▶ **Page extract**:
===============

Bioinformatics for Cancer Genomics 2018 Read Mapping Tutorial

This tutorial was created by Jared Simpson.


In this tutorial we will use bwa to map reads from a breast cancer cell line to the human reference genome.

Mapping Tutorial


First, let’s create a directory to hold our results:

cd ~/workspace
mkdir Module3-mapping
cd Module3-mapping

Mapping using bwa-mem

bwa mem is the leading algorithm for mapping short reads to a reference genome. You can read about how it works here. We’ll now run bwa mem to map HCC1395 reads to the human reference genome.

In the following command we provide bwa with the location of the reference genome - in this exercise we use the human reference genome prepared by the 1000 Genomes project - and a FASTQ file containing the paired end reads for the tumour sample. In this case the paired end reads are in interleaved format where the two halves of a pair are in consecutive FASTQ records. The output file is in the SAM format. When mapping a whole-genome sequencing run it will take many hours to run - in this tutorial we only use a subset of the reads so this step doesn’t take very long.

bwa mem -t 4 -p ~/CourseData/CG_data/Module3/human_g1k_v37.fasta ~/CourseData/CG_data/Module3/reads.tumour.fastq > tumour.sam

In this command:

mem specifies the bwa algorithm to run.
-t 4 specifies the number of threads to use for the alignment; in this case we use 4 threads.
-p indicates the reference genome (in fasta format) that we want to align to.
We also need to specify the fastq file we want to align.
> redirects the output from bwa mem to tumour.sam instead of printing it to the screen.

Exploring the alignments

SAM is a plain-text format that can be viewed from the command line. You can use the head command to look at the alignments:

head -100 tumour.sam

You will see the SAM header containing metadata followed by a few alignments. You can refer to the slides from the lecture to determine the meaning of each field.

In this SAM file, the reads are ordered by their position in the original FASTQ file. Most programs want to work with the alignments ordered by their position on the reference genome. We’ll use samtools to sort the alignment file. To do this, we need to first convert the SAM (text) to the BAM (binary) format. We use the samtools view -Sb command to do this, and pipe the output directly into samtools sort.

samtools view -Sb tumour.sam | samtools sort -o tumour.sorted.bam

In this command, -o specifies the output file. The | sends the output from the first half of the command to the second half.

===============

▶ **Collected data**:
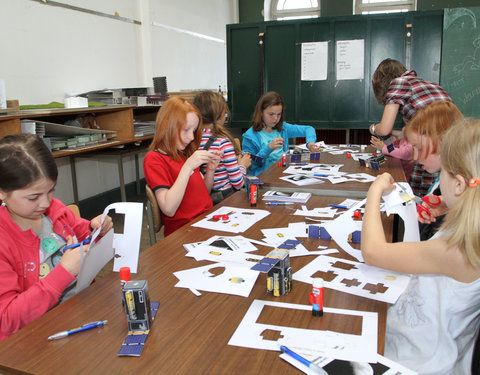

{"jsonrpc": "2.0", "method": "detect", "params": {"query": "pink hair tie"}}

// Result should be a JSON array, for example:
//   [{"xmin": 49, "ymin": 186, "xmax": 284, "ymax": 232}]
[{"xmin": 468, "ymin": 177, "xmax": 480, "ymax": 187}]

===============

Decide whether each statement below agrees with the read mapping tutorial, answering yes or no and quoting the words of the tutorial that decide it. 1. The reads being mapped come from a breast cancer cell line. 2. In tumour.sam, the reads are ordered by their position on the reference genome. 3. The tutorial maps every read from a whole-genome sequencing run.

1. Yes: "map reads from a breast cancer cell line to the human reference genome"
2. No: "In this SAM file, the reads are ordered by their position in the original FASTQ file."
3. No: "in this tutorial we only use a subset of the reads so this step doesn’t take very long"